[[ EXERCISE MATERIAL, beginning ]]

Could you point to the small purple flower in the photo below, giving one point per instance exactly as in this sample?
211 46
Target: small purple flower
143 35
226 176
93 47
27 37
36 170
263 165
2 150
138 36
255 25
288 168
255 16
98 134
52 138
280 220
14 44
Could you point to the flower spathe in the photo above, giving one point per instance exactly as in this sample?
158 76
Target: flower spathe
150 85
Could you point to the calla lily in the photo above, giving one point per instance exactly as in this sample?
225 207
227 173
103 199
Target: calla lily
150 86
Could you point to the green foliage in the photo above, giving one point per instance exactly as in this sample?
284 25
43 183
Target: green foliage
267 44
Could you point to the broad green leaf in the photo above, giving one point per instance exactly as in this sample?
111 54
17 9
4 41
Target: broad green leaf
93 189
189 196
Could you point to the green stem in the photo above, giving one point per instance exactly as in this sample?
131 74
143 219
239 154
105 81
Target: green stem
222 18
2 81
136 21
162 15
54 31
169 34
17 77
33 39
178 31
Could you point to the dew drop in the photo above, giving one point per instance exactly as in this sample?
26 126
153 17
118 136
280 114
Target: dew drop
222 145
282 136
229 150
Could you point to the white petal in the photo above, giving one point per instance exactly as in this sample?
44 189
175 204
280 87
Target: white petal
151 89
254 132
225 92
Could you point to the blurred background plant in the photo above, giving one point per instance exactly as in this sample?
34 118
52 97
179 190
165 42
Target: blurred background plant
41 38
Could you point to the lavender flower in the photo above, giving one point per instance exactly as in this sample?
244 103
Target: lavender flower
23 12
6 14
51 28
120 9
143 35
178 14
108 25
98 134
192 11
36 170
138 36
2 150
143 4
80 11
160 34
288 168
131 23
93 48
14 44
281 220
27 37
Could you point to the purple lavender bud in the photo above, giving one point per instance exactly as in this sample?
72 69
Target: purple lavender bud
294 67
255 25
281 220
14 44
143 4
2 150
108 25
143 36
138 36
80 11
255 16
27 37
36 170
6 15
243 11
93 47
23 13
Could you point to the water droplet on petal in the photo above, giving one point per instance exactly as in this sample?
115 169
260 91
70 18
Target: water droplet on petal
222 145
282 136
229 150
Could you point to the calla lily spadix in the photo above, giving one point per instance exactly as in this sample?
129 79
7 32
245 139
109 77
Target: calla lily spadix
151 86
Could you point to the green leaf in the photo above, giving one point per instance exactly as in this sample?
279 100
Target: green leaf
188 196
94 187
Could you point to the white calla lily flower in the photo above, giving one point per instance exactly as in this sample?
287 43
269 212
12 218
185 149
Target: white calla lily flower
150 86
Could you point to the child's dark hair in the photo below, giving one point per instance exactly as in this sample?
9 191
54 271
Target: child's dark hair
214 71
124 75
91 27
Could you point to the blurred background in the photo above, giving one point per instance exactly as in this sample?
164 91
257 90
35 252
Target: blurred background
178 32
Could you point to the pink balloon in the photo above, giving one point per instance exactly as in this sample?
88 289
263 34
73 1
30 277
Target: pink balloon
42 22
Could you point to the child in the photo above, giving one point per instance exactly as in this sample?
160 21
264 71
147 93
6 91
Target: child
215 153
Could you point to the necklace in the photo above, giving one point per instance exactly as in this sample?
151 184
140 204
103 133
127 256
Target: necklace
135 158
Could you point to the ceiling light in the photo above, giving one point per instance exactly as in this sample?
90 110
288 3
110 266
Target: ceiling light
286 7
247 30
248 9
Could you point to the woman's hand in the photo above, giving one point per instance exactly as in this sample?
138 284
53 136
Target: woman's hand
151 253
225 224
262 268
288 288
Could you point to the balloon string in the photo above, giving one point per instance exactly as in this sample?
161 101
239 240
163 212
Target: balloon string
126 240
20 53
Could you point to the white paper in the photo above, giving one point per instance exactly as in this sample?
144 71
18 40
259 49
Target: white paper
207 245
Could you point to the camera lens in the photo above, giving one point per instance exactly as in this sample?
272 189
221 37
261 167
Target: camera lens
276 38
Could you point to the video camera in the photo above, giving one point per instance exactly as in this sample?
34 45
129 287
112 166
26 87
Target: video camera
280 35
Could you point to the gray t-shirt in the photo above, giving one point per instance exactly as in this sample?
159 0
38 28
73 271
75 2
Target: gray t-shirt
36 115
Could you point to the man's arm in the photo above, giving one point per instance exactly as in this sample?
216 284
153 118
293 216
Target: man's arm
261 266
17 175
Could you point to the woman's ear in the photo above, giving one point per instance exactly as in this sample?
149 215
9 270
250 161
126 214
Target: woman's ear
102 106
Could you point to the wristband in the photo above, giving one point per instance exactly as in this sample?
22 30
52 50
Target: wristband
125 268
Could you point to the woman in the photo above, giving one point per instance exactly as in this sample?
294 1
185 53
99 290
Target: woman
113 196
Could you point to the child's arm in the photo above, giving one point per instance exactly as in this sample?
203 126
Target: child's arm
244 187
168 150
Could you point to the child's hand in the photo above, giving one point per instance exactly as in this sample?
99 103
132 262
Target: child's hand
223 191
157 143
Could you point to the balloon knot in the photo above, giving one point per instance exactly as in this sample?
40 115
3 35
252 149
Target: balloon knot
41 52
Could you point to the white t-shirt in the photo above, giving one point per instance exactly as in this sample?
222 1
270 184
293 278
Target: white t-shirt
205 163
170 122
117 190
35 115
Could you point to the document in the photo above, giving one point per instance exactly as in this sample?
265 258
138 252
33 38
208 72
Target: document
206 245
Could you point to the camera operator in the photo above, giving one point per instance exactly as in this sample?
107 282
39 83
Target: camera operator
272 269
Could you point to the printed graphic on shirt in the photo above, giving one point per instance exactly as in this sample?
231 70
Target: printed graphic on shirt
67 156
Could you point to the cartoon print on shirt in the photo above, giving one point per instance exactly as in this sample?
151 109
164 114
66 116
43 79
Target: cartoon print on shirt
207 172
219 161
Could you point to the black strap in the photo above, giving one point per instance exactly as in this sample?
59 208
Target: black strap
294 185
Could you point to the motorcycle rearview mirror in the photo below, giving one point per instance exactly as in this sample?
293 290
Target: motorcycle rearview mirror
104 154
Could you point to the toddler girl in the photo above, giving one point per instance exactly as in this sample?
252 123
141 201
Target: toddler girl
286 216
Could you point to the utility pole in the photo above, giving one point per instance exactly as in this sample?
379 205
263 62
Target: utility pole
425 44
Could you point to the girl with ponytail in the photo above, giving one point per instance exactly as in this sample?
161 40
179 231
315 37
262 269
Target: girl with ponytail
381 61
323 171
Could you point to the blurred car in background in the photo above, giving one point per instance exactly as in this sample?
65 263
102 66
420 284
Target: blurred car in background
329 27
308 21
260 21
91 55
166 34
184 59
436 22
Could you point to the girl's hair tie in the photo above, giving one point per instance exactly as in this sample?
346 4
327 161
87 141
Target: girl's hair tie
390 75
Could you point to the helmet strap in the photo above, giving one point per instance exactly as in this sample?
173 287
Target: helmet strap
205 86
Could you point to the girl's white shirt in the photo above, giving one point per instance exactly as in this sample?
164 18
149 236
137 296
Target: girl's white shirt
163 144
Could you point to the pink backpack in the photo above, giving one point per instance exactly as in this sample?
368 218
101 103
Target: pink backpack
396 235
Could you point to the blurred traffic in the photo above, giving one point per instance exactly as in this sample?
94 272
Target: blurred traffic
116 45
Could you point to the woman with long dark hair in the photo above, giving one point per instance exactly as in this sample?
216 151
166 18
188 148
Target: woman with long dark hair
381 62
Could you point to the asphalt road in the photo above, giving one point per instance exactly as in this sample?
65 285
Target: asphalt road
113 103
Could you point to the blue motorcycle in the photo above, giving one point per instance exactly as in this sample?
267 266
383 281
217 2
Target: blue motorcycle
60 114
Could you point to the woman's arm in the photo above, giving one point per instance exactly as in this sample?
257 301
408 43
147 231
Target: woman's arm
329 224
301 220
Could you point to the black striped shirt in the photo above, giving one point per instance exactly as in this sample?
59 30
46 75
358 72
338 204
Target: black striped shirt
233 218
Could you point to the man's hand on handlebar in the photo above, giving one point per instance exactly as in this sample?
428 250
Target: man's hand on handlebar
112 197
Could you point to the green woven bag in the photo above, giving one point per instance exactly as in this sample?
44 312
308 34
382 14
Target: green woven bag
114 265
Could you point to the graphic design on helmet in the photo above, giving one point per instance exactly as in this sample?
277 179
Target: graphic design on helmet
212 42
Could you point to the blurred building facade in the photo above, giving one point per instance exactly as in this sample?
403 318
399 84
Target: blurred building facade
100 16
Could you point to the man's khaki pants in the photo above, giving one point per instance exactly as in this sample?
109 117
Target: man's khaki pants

[[ EXERCISE MATERIAL, end ]]

▶ _REQUIRED ACTION_:
Whenever the word "pants" appears in a line above, copy that line.

▶ _WRITTEN SOLUTION_:
Could you point to the man's khaki pants in the photo above, giving one point per instance exactly as in this sample?
Target: man's khaki pants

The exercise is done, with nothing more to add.